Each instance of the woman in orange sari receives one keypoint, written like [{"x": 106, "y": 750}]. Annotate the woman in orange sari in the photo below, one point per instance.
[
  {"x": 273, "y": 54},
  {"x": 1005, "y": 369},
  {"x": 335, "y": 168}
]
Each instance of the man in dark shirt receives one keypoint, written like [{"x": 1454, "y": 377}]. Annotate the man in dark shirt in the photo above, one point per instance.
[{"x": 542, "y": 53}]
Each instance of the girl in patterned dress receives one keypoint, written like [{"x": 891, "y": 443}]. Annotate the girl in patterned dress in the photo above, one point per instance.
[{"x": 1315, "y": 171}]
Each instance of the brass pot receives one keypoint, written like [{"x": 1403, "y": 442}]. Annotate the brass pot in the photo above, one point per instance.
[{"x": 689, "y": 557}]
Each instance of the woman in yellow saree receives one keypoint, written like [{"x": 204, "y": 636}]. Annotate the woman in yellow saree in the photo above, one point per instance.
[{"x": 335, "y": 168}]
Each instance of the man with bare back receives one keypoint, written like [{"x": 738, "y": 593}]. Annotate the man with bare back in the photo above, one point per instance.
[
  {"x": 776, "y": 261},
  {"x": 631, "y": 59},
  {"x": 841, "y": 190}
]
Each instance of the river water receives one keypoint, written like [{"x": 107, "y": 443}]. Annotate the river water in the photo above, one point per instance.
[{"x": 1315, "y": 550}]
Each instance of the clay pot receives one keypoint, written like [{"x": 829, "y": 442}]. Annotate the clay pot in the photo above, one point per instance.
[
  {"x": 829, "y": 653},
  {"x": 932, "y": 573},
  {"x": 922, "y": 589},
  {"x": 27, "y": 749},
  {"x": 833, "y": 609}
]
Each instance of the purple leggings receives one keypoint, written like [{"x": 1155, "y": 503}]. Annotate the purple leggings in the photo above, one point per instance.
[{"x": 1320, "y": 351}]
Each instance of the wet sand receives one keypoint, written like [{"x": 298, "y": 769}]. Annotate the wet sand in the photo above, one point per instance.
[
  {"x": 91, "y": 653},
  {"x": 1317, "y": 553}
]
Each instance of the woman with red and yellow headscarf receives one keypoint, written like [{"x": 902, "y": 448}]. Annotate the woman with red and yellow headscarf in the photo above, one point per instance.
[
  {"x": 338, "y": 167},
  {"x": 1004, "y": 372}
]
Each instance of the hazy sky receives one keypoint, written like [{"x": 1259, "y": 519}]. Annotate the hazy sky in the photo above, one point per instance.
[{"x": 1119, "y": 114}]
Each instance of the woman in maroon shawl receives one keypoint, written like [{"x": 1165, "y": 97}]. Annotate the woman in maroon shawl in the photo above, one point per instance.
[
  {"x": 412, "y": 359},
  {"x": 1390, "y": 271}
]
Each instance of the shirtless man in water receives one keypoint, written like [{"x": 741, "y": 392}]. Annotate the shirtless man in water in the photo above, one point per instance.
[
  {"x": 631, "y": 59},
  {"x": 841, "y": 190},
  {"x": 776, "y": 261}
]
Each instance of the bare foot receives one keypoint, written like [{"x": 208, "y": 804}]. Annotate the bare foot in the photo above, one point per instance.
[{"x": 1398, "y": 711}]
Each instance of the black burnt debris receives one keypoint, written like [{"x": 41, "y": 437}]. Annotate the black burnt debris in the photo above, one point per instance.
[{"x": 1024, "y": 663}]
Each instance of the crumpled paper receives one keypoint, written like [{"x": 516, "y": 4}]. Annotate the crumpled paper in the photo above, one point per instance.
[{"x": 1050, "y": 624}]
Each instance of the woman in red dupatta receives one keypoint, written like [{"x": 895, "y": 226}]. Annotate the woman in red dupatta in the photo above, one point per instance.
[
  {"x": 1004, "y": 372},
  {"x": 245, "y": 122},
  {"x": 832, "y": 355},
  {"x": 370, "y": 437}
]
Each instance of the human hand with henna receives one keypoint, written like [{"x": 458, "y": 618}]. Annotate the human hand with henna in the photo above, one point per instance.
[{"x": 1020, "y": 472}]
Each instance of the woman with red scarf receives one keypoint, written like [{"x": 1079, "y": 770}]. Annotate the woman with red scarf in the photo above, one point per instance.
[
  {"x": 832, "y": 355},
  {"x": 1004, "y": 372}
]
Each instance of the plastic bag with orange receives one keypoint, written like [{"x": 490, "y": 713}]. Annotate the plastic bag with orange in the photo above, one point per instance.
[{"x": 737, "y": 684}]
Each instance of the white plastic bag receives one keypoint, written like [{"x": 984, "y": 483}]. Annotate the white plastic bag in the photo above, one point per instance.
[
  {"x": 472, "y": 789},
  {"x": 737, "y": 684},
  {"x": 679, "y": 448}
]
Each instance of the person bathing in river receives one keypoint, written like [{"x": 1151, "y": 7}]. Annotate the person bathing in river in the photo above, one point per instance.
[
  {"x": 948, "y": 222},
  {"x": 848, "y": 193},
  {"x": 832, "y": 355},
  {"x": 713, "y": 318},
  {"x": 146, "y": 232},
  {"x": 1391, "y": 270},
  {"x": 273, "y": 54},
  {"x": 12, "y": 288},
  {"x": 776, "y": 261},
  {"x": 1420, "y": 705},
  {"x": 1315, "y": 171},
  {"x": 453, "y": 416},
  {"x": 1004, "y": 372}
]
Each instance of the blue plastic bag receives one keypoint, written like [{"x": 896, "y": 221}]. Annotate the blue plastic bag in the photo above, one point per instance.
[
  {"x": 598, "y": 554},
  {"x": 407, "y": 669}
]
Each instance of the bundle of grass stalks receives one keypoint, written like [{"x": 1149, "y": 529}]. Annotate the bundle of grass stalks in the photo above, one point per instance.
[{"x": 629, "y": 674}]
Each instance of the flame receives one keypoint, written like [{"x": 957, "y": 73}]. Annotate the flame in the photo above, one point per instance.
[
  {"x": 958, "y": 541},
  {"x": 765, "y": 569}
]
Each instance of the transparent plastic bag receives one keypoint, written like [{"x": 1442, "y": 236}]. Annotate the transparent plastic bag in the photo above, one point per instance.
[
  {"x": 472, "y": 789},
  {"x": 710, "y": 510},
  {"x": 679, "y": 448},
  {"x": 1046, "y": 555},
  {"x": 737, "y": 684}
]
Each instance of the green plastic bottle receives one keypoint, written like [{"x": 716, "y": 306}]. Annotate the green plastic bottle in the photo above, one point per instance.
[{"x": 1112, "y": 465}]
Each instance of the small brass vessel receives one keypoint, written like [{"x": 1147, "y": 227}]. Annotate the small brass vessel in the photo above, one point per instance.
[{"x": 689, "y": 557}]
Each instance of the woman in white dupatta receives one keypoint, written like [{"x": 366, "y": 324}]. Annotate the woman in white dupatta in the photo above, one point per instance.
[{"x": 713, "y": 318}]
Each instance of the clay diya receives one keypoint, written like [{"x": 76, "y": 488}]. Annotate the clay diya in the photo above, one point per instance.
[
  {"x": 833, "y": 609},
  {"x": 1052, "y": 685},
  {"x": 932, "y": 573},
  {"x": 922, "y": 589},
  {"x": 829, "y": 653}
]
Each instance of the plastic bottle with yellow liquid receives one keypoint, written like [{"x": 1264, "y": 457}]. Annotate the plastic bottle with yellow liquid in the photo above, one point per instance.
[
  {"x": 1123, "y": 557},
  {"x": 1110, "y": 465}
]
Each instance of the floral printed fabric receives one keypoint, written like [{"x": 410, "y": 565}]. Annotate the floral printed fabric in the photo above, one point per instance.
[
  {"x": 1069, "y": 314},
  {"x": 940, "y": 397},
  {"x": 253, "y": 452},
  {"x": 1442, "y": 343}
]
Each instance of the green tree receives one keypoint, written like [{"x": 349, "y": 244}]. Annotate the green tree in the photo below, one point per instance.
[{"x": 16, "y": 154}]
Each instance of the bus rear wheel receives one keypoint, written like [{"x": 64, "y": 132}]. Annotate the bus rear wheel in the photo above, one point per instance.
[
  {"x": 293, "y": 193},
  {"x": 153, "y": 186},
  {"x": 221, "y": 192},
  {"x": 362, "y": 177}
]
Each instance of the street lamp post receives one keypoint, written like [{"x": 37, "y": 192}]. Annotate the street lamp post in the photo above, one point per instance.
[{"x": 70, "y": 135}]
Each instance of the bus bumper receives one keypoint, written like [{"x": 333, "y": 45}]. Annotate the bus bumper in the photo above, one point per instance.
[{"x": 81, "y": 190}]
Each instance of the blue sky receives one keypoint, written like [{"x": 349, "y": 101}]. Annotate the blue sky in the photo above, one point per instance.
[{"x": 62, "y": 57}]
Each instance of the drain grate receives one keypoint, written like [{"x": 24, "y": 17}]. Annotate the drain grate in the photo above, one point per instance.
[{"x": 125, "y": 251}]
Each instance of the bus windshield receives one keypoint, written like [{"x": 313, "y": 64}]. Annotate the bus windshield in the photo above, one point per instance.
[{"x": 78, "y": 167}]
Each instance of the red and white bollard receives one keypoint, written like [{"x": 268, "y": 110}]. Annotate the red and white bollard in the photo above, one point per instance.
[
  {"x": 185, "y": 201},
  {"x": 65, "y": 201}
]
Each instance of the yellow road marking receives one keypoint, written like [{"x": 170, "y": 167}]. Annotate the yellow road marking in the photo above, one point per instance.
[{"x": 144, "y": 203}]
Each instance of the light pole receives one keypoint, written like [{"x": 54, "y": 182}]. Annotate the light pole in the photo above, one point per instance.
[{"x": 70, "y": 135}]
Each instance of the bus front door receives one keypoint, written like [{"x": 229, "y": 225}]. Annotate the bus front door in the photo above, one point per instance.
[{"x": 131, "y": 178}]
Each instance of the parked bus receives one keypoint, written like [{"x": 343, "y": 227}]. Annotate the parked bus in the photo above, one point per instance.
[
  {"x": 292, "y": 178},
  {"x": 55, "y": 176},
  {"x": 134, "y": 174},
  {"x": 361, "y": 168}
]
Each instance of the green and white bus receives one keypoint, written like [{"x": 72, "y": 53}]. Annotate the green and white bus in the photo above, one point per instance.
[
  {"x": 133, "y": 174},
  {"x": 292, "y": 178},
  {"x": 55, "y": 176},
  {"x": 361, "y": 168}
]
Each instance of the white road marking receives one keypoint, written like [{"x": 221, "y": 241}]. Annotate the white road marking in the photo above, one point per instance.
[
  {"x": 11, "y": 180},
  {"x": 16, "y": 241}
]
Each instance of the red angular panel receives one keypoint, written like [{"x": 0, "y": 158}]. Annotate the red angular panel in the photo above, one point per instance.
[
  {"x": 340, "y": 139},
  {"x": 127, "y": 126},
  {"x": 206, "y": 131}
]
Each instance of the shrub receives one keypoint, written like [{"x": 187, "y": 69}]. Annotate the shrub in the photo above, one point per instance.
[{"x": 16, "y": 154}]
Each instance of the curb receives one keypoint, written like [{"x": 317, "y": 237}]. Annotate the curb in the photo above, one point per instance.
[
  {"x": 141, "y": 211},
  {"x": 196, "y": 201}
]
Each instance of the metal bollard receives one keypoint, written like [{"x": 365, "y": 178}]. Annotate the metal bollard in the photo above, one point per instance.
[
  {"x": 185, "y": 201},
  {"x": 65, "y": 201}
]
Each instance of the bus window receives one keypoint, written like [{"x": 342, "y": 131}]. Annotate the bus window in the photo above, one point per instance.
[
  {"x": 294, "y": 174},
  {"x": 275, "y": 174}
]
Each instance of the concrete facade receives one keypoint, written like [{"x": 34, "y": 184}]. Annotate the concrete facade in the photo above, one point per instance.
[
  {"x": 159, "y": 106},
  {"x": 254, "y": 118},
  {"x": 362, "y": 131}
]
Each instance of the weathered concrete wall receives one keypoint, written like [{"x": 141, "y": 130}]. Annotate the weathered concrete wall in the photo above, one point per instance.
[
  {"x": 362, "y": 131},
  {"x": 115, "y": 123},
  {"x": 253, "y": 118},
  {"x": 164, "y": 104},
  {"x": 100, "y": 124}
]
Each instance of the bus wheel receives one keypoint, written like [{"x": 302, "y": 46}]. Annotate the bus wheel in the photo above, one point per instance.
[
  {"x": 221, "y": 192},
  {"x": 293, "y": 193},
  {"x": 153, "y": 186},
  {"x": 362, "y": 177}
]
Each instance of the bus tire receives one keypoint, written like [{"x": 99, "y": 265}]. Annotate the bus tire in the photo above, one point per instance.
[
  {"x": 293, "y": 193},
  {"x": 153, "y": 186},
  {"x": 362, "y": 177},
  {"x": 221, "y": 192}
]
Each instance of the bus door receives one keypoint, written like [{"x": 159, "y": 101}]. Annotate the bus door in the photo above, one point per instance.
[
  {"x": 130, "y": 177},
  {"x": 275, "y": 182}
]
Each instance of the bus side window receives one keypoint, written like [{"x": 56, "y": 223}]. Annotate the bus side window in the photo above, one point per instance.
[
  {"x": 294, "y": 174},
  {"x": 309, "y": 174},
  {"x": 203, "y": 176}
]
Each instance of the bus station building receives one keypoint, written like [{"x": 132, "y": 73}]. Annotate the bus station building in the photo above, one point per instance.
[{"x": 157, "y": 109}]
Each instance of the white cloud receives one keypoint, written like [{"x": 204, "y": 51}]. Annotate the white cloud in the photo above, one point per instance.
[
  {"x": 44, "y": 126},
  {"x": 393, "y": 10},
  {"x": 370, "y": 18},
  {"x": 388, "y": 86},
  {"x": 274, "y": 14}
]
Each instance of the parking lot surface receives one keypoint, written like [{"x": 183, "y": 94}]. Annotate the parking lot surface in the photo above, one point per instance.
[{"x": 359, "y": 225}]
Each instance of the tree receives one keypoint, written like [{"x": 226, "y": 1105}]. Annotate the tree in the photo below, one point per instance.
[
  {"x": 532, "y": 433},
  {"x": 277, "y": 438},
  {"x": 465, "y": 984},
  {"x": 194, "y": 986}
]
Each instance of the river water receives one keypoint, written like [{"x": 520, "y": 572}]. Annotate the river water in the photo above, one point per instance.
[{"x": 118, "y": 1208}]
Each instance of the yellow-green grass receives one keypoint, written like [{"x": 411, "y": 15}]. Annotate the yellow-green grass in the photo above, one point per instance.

**Work to be completed:**
Repeat exactly, and only, the lines from the one containing "Each instance of the tree" through the end of the material.

**Final result:**
Each instance of the tree receives one keypoint, written like [{"x": 226, "y": 1105}]. Annotate the tree in the photo below, one point per instance.
[
  {"x": 532, "y": 433},
  {"x": 277, "y": 438},
  {"x": 465, "y": 984},
  {"x": 194, "y": 986}
]
Each instance of the river water receives one keypoint, written like [{"x": 520, "y": 572}]. Annotate the river water in the photo above, one point per instance.
[{"x": 118, "y": 1208}]
Each instance of the yellow-green grass receives one keypoint, written like [{"x": 411, "y": 15}]. Annotate the yellow-green grass in the photo above, one point per instance.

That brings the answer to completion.